> [What is expected]:
Exactly the lines from the one containing "SCAN dark lava rock -> rect" through the final line of the listing are to be retyped, and nothing more.

[Source data]
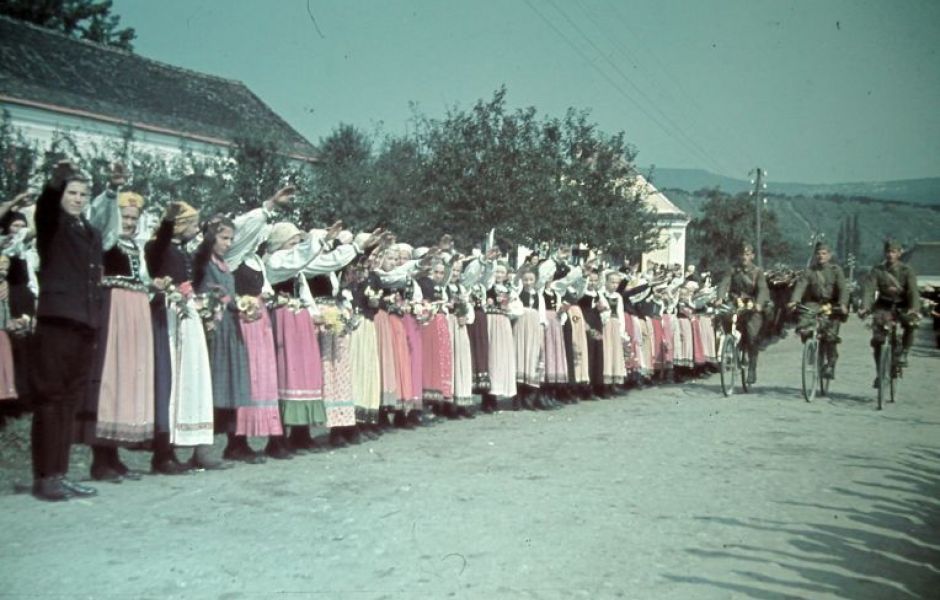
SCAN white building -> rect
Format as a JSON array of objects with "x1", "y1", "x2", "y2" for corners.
[
  {"x1": 0, "y1": 17, "x2": 316, "y2": 161},
  {"x1": 631, "y1": 175, "x2": 691, "y2": 269}
]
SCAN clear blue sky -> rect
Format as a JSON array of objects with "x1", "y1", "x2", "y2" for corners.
[{"x1": 114, "y1": 0, "x2": 940, "y2": 183}]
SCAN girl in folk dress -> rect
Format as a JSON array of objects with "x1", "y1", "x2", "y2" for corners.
[
  {"x1": 77, "y1": 192, "x2": 160, "y2": 482},
  {"x1": 512, "y1": 267, "x2": 548, "y2": 410}
]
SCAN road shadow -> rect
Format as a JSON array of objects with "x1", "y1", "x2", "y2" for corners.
[{"x1": 663, "y1": 446, "x2": 940, "y2": 600}]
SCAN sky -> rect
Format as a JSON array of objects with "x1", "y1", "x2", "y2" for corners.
[{"x1": 113, "y1": 0, "x2": 940, "y2": 183}]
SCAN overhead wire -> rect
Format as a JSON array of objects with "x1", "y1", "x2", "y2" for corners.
[{"x1": 548, "y1": 0, "x2": 725, "y2": 177}]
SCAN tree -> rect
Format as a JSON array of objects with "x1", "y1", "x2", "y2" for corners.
[
  {"x1": 0, "y1": 0, "x2": 137, "y2": 51},
  {"x1": 688, "y1": 190, "x2": 790, "y2": 272}
]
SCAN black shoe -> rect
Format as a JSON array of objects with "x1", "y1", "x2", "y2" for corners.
[
  {"x1": 91, "y1": 465, "x2": 124, "y2": 483},
  {"x1": 33, "y1": 477, "x2": 72, "y2": 502},
  {"x1": 59, "y1": 475, "x2": 98, "y2": 498}
]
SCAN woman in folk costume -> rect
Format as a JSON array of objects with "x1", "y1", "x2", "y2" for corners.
[
  {"x1": 397, "y1": 243, "x2": 430, "y2": 425},
  {"x1": 301, "y1": 230, "x2": 381, "y2": 447},
  {"x1": 223, "y1": 195, "x2": 294, "y2": 463},
  {"x1": 144, "y1": 202, "x2": 223, "y2": 475},
  {"x1": 512, "y1": 267, "x2": 550, "y2": 410},
  {"x1": 538, "y1": 250, "x2": 581, "y2": 404},
  {"x1": 0, "y1": 255, "x2": 18, "y2": 400},
  {"x1": 460, "y1": 248, "x2": 499, "y2": 412},
  {"x1": 417, "y1": 258, "x2": 454, "y2": 414},
  {"x1": 675, "y1": 280, "x2": 701, "y2": 378},
  {"x1": 0, "y1": 203, "x2": 39, "y2": 414},
  {"x1": 486, "y1": 255, "x2": 519, "y2": 408},
  {"x1": 193, "y1": 218, "x2": 254, "y2": 464},
  {"x1": 618, "y1": 273, "x2": 652, "y2": 383},
  {"x1": 77, "y1": 185, "x2": 158, "y2": 482},
  {"x1": 578, "y1": 269, "x2": 610, "y2": 399},
  {"x1": 346, "y1": 253, "x2": 382, "y2": 439},
  {"x1": 447, "y1": 259, "x2": 476, "y2": 419},
  {"x1": 603, "y1": 271, "x2": 627, "y2": 394},
  {"x1": 263, "y1": 222, "x2": 342, "y2": 453}
]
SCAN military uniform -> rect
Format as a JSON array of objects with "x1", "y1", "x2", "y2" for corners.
[
  {"x1": 862, "y1": 262, "x2": 920, "y2": 352},
  {"x1": 718, "y1": 264, "x2": 770, "y2": 352},
  {"x1": 790, "y1": 263, "x2": 849, "y2": 343}
]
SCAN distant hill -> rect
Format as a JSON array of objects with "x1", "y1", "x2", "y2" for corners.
[
  {"x1": 660, "y1": 187, "x2": 940, "y2": 266},
  {"x1": 651, "y1": 168, "x2": 940, "y2": 205}
]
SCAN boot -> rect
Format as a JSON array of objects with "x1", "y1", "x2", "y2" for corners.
[
  {"x1": 747, "y1": 350, "x2": 757, "y2": 385},
  {"x1": 189, "y1": 444, "x2": 232, "y2": 471},
  {"x1": 264, "y1": 435, "x2": 294, "y2": 460}
]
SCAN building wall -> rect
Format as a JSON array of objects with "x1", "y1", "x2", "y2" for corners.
[
  {"x1": 641, "y1": 218, "x2": 689, "y2": 269},
  {"x1": 2, "y1": 102, "x2": 228, "y2": 158}
]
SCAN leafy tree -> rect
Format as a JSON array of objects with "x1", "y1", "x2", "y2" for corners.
[
  {"x1": 0, "y1": 0, "x2": 137, "y2": 51},
  {"x1": 688, "y1": 190, "x2": 790, "y2": 272}
]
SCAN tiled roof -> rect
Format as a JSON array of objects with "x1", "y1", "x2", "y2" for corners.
[{"x1": 0, "y1": 17, "x2": 316, "y2": 158}]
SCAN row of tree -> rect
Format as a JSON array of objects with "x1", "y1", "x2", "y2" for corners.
[{"x1": 0, "y1": 89, "x2": 659, "y2": 260}]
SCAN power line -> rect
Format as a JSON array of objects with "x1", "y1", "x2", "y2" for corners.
[
  {"x1": 548, "y1": 0, "x2": 723, "y2": 177},
  {"x1": 575, "y1": 0, "x2": 748, "y2": 173},
  {"x1": 525, "y1": 0, "x2": 714, "y2": 173}
]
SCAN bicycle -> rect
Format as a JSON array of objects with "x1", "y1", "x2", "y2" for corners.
[
  {"x1": 871, "y1": 302, "x2": 916, "y2": 410},
  {"x1": 715, "y1": 299, "x2": 754, "y2": 397},
  {"x1": 797, "y1": 304, "x2": 841, "y2": 402}
]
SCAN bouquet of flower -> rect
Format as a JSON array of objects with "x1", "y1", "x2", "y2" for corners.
[
  {"x1": 318, "y1": 304, "x2": 350, "y2": 335},
  {"x1": 193, "y1": 289, "x2": 227, "y2": 333},
  {"x1": 235, "y1": 295, "x2": 264, "y2": 323}
]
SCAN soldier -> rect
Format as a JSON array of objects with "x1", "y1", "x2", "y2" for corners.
[
  {"x1": 715, "y1": 243, "x2": 770, "y2": 384},
  {"x1": 858, "y1": 240, "x2": 920, "y2": 387},
  {"x1": 787, "y1": 242, "x2": 849, "y2": 379}
]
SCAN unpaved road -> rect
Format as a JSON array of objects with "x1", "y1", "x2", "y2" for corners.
[{"x1": 0, "y1": 320, "x2": 940, "y2": 600}]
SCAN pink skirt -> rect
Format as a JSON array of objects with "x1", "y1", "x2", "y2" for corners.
[
  {"x1": 401, "y1": 315, "x2": 424, "y2": 411},
  {"x1": 542, "y1": 310, "x2": 568, "y2": 384},
  {"x1": 0, "y1": 330, "x2": 17, "y2": 400},
  {"x1": 512, "y1": 308, "x2": 545, "y2": 387},
  {"x1": 421, "y1": 313, "x2": 454, "y2": 402},
  {"x1": 274, "y1": 306, "x2": 326, "y2": 426},
  {"x1": 235, "y1": 298, "x2": 284, "y2": 436},
  {"x1": 568, "y1": 306, "x2": 591, "y2": 383},
  {"x1": 95, "y1": 288, "x2": 154, "y2": 443},
  {"x1": 604, "y1": 317, "x2": 627, "y2": 385}
]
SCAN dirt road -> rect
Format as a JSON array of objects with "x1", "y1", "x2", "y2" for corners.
[{"x1": 0, "y1": 320, "x2": 940, "y2": 600}]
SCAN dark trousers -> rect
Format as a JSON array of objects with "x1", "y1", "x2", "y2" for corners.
[{"x1": 32, "y1": 319, "x2": 95, "y2": 478}]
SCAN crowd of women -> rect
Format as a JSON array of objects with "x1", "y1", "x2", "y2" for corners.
[{"x1": 0, "y1": 165, "x2": 764, "y2": 500}]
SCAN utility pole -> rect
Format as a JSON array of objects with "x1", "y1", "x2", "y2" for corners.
[{"x1": 751, "y1": 167, "x2": 767, "y2": 269}]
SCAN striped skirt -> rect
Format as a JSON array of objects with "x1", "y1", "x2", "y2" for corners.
[
  {"x1": 420, "y1": 313, "x2": 454, "y2": 402},
  {"x1": 486, "y1": 313, "x2": 516, "y2": 397},
  {"x1": 349, "y1": 318, "x2": 382, "y2": 425},
  {"x1": 318, "y1": 327, "x2": 356, "y2": 427}
]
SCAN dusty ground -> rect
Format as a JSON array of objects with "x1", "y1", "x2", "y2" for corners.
[{"x1": 0, "y1": 320, "x2": 940, "y2": 600}]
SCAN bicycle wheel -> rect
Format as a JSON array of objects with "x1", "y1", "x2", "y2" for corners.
[
  {"x1": 878, "y1": 343, "x2": 892, "y2": 410},
  {"x1": 803, "y1": 338, "x2": 820, "y2": 402},
  {"x1": 718, "y1": 336, "x2": 738, "y2": 396},
  {"x1": 738, "y1": 345, "x2": 751, "y2": 394},
  {"x1": 818, "y1": 345, "x2": 832, "y2": 396}
]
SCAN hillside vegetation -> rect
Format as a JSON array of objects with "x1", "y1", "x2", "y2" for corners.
[{"x1": 662, "y1": 189, "x2": 940, "y2": 267}]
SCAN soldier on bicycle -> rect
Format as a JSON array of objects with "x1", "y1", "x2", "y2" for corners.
[
  {"x1": 787, "y1": 242, "x2": 849, "y2": 379},
  {"x1": 716, "y1": 244, "x2": 770, "y2": 384},
  {"x1": 858, "y1": 240, "x2": 920, "y2": 387}
]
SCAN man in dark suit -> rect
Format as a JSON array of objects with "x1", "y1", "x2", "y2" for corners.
[{"x1": 32, "y1": 163, "x2": 114, "y2": 501}]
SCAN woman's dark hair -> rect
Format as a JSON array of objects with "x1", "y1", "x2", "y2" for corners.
[
  {"x1": 193, "y1": 217, "x2": 235, "y2": 289},
  {"x1": 0, "y1": 210, "x2": 29, "y2": 235}
]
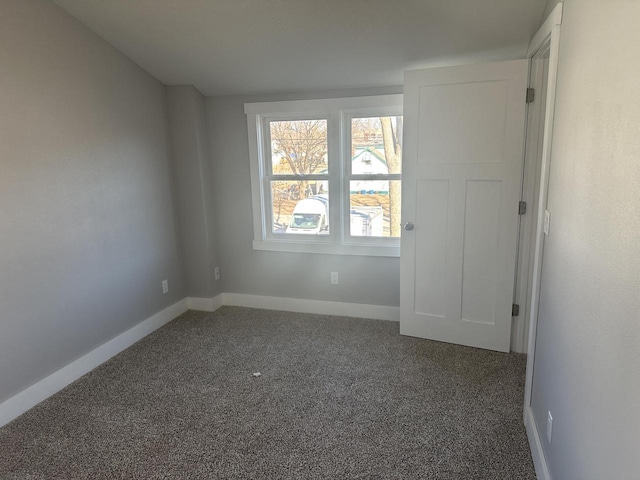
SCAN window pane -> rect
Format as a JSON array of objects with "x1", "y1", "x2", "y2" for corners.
[
  {"x1": 271, "y1": 180, "x2": 329, "y2": 235},
  {"x1": 351, "y1": 116, "x2": 402, "y2": 175},
  {"x1": 269, "y1": 120, "x2": 328, "y2": 175},
  {"x1": 349, "y1": 180, "x2": 402, "y2": 237}
]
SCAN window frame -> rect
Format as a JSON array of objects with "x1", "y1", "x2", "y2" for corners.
[{"x1": 244, "y1": 94, "x2": 403, "y2": 257}]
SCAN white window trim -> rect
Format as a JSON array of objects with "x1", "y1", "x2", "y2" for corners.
[{"x1": 244, "y1": 94, "x2": 403, "y2": 257}]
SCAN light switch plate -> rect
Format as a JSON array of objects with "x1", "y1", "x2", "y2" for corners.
[{"x1": 543, "y1": 210, "x2": 551, "y2": 236}]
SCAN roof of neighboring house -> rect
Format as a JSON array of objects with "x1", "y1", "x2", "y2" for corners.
[{"x1": 351, "y1": 145, "x2": 387, "y2": 165}]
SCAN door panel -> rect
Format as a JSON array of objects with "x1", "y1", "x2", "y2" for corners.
[{"x1": 400, "y1": 60, "x2": 527, "y2": 351}]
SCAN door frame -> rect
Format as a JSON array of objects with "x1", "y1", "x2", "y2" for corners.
[{"x1": 517, "y1": 3, "x2": 562, "y2": 408}]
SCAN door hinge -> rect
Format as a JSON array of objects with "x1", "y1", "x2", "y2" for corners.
[
  {"x1": 527, "y1": 88, "x2": 536, "y2": 103},
  {"x1": 518, "y1": 202, "x2": 527, "y2": 215}
]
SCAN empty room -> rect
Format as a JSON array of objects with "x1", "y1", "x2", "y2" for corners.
[{"x1": 0, "y1": 0, "x2": 640, "y2": 480}]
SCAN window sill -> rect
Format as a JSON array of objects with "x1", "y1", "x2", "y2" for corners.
[{"x1": 253, "y1": 240, "x2": 400, "y2": 257}]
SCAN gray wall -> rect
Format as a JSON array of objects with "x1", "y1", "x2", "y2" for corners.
[
  {"x1": 0, "y1": 0, "x2": 184, "y2": 401},
  {"x1": 207, "y1": 87, "x2": 402, "y2": 306},
  {"x1": 533, "y1": 0, "x2": 640, "y2": 480},
  {"x1": 167, "y1": 86, "x2": 220, "y2": 297}
]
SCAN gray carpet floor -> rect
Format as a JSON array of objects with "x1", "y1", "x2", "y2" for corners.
[{"x1": 0, "y1": 307, "x2": 535, "y2": 480}]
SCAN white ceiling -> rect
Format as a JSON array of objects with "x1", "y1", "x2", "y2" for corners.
[{"x1": 55, "y1": 0, "x2": 546, "y2": 95}]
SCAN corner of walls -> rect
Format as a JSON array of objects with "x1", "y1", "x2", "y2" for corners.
[
  {"x1": 166, "y1": 85, "x2": 220, "y2": 297},
  {"x1": 0, "y1": 0, "x2": 184, "y2": 399}
]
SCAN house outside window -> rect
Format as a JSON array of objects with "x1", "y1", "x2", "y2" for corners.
[{"x1": 245, "y1": 95, "x2": 403, "y2": 256}]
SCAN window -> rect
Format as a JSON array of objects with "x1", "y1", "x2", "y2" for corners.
[{"x1": 245, "y1": 95, "x2": 402, "y2": 256}]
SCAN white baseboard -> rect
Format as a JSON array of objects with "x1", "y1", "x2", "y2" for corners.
[
  {"x1": 222, "y1": 293, "x2": 400, "y2": 322},
  {"x1": 0, "y1": 299, "x2": 187, "y2": 427},
  {"x1": 0, "y1": 293, "x2": 400, "y2": 427},
  {"x1": 524, "y1": 406, "x2": 552, "y2": 480},
  {"x1": 187, "y1": 294, "x2": 223, "y2": 312}
]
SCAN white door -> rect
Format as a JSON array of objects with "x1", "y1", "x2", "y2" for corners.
[{"x1": 400, "y1": 60, "x2": 528, "y2": 352}]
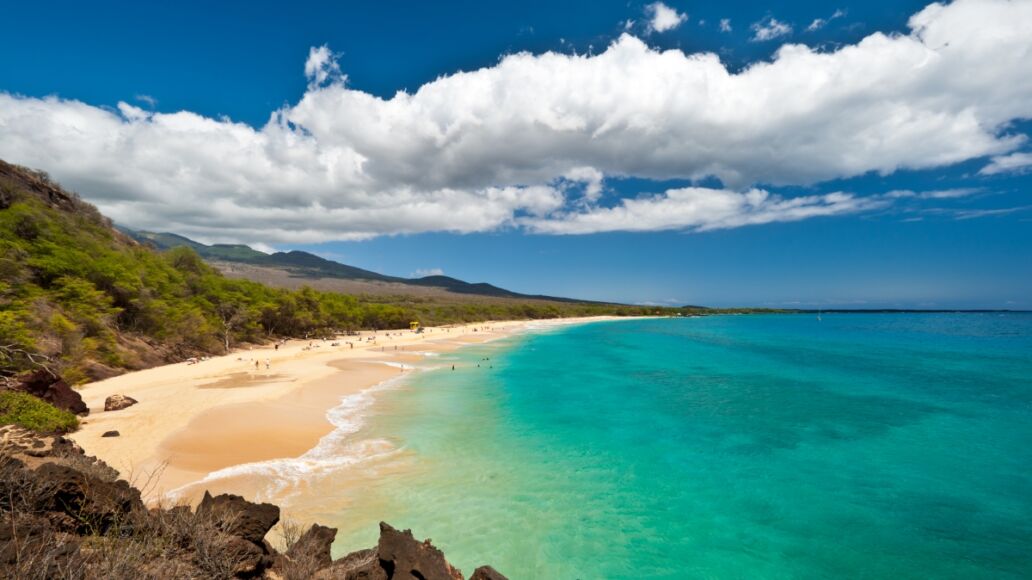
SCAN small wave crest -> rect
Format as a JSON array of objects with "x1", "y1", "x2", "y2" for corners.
[{"x1": 166, "y1": 377, "x2": 404, "y2": 502}]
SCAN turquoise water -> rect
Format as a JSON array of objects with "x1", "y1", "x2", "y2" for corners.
[{"x1": 337, "y1": 314, "x2": 1032, "y2": 579}]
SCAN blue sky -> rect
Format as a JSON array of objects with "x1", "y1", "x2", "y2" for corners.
[{"x1": 0, "y1": 2, "x2": 1032, "y2": 309}]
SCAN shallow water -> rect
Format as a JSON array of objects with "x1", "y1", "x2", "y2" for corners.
[{"x1": 315, "y1": 314, "x2": 1032, "y2": 579}]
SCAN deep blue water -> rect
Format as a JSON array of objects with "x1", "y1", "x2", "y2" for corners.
[{"x1": 328, "y1": 314, "x2": 1032, "y2": 579}]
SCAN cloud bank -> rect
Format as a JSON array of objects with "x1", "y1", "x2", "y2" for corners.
[
  {"x1": 645, "y1": 2, "x2": 688, "y2": 32},
  {"x1": 0, "y1": 0, "x2": 1032, "y2": 243}
]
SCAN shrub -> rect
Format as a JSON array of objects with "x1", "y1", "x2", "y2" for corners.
[{"x1": 0, "y1": 391, "x2": 78, "y2": 432}]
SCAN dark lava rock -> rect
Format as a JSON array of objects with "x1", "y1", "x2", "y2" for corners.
[
  {"x1": 14, "y1": 368, "x2": 90, "y2": 415},
  {"x1": 197, "y1": 491, "x2": 280, "y2": 546},
  {"x1": 287, "y1": 523, "x2": 336, "y2": 568},
  {"x1": 377, "y1": 521, "x2": 462, "y2": 580},
  {"x1": 35, "y1": 463, "x2": 144, "y2": 533},
  {"x1": 104, "y1": 394, "x2": 139, "y2": 411},
  {"x1": 470, "y1": 566, "x2": 509, "y2": 580}
]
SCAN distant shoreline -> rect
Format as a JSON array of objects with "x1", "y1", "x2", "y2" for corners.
[{"x1": 69, "y1": 317, "x2": 632, "y2": 502}]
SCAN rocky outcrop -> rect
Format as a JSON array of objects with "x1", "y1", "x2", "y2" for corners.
[
  {"x1": 13, "y1": 368, "x2": 90, "y2": 415},
  {"x1": 377, "y1": 522, "x2": 462, "y2": 580},
  {"x1": 286, "y1": 523, "x2": 336, "y2": 569},
  {"x1": 104, "y1": 394, "x2": 139, "y2": 411},
  {"x1": 470, "y1": 566, "x2": 507, "y2": 580},
  {"x1": 0, "y1": 425, "x2": 505, "y2": 580}
]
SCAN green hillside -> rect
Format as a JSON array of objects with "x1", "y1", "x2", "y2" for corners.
[
  {"x1": 120, "y1": 228, "x2": 585, "y2": 303},
  {"x1": 0, "y1": 161, "x2": 672, "y2": 384}
]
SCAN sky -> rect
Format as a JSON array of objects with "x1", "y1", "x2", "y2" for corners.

> [Solution to this problem]:
SCAN dark lava rock -> rect
Format as a JSON array of objects with "x1", "y1", "x2", "y2" for corners.
[
  {"x1": 14, "y1": 368, "x2": 90, "y2": 415},
  {"x1": 197, "y1": 491, "x2": 280, "y2": 546},
  {"x1": 287, "y1": 523, "x2": 336, "y2": 568},
  {"x1": 377, "y1": 521, "x2": 462, "y2": 580},
  {"x1": 35, "y1": 463, "x2": 144, "y2": 533},
  {"x1": 104, "y1": 394, "x2": 139, "y2": 411},
  {"x1": 470, "y1": 566, "x2": 509, "y2": 580}
]
SCAN distant shoreline -> rect
Format as a JSON array of objects with "x1", "y1", "x2", "y2" for corners.
[{"x1": 69, "y1": 317, "x2": 632, "y2": 502}]
SCAN rocky outcrop -> rect
Format as a JSON array of objects with "x1", "y1", "x2", "y2" for corners.
[
  {"x1": 13, "y1": 368, "x2": 90, "y2": 415},
  {"x1": 377, "y1": 522, "x2": 462, "y2": 580},
  {"x1": 286, "y1": 523, "x2": 336, "y2": 569},
  {"x1": 104, "y1": 394, "x2": 139, "y2": 411},
  {"x1": 470, "y1": 566, "x2": 507, "y2": 580},
  {"x1": 0, "y1": 425, "x2": 505, "y2": 580}
]
SCAN green hillside -> rect
Format as a JSON array of objects with "x1", "y1", "x2", "y2" for corners.
[
  {"x1": 120, "y1": 228, "x2": 585, "y2": 303},
  {"x1": 0, "y1": 161, "x2": 672, "y2": 384}
]
SCAN sky -> rect
Format as a JSON array of objects with "x1", "y1", "x2", "y2" for corners.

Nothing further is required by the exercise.